▸ **Exercices**
- 1) Dans le discours prononcé à l'université Jagellon, qui est nommé comme recteur de cette université ?
- 2) D'après le discours prononcé à l'université Jagellon, pourquoi l'orateur dit-il être d'abord venu écouter son auditoire ? Répondez en une à trois phrases.

▸ **Texte à lire**
◇ ◇ ◇ ◇ ◇

C'est un grand honneur pour moi d'être aujourd'hui accueilli dans la prestigieuse université de Cracovie, l'université Jagellon, qui est l'une des plus anciennes d'Europe et la première d'Europe orientale. Je tiens à exprimer toute ma reconnaissance au Professeur Koj, son recteur qui me donne ainsi l'occasion de nouer un dialogue avec quelques-uns des plus grands intellectuels de Pologne.
Nos deux pays ont ceci de commun que les forces de l'esprit y ont toujours eu un intérêt particulier pour les affaires publiques et la politique au meilleur sens du terme. A Paris, comme à Varsovie ou à Cracovie, il n'est pas de période de notre Histoire qu'intellectuels et artistes n'aient inspirée ou marquée de leurs exigences. Dans chacun de nos pays, ils ont été à l'avant-garde de tous les combats pour la Liberté. Ils nous ont obligés à poser les véritables questions qui engagent l'avenir de nos sociétés et à nous élever au-dessus des contingences. Malraux, l'un de ces hommes que l'esprit hausse à la croisée de la politique et de l'art, écrivait qu'un intellectuel "n'est pas seulement celui à qui les livres sont nécessaires, mais tout homme dont une idée, aussi élémentaire soit elle, engage et ordonne la vie". Je suis convaincu pour ma part qu'au-delà des inévitables jeux du pouvoir, la politique ne vaut que par les idées qu'elle met en oeuvre. Elles seules, en définitive, peuvent mobiliser les peuples. Je suis donc d'abord venu vous écouter pour mieux comprendre cette partie de l'Europe dont trop de barrières nous avaient, malgré nous, séparés depuis près d'un demi-siècle.
Avant de vous laisser la parole, permettez-moi de vous dire en quelques mots, en homme de gouvernement qui doit faire la part des choses et assumer ses responsabilités, quelle est ma conception de cette Europe qui doit nous réunir et quel rôle, â mes yeux, la culture doit y jouer.
L'Europe est à un tournant de son histoire. Longtemps séparée entre l'Orient et l'Occident, découpée par des empires, divisée par des idéologies, elle peut aujourd'hui se rassembler autour des idées de liberté et de démocratie auxquelles elle a donné naissance et dont elle a si longtemps été privée. Cette réunion signifie que la Pologne en particulier mais aussi les autres pays d'Europe centrale ont naturellement vocation à intégrer l'Union européenne. La France le souhaite. Elle fera tout ce qui est en son pouvoir pour accompagner la Pologne sur ce chemin. Ce rapprochement doit d'abord être économique. Notre accord d'association en est le premier pas. Il convient maintenant de se préparer à l'adhésion. Cela nécessite des efforts d'adaptation, de ses institutions pour l'Union, de son économie et de son environnement réglementaire pour la Pologne. La France sera à ses côtés pour l'aider dans son rapprochement avec l'Union européenne.

◇ ◇ ◇ ◇ ◇

▸ **Extraits de données**
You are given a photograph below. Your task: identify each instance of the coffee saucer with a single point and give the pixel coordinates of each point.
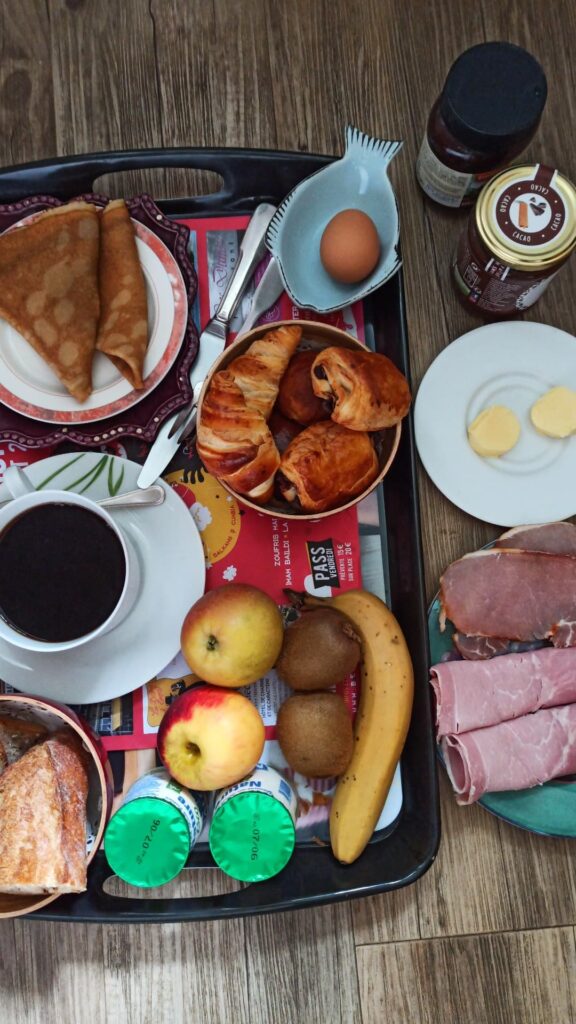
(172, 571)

◇ ◇ ◇ ◇ ◇

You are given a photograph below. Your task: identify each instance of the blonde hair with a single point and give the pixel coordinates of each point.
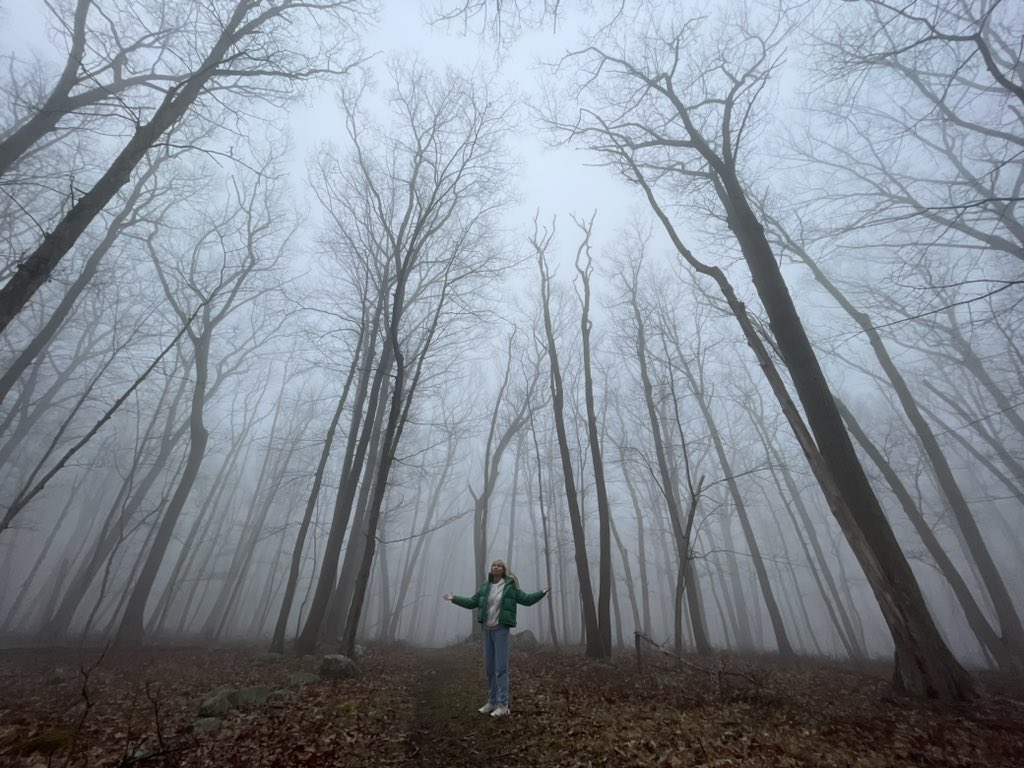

◇ ◇ ◇ ◇ ◇

▸ **Corrigés complets**
- 1) Le Professeur Koj.

- 2) Il est venu écouter pour mieux comprendre cette partie de l'Europe. Trop de barrières « nous avaient, malgré nous, séparés » de celle-ci depuis près d'un demi-siècle.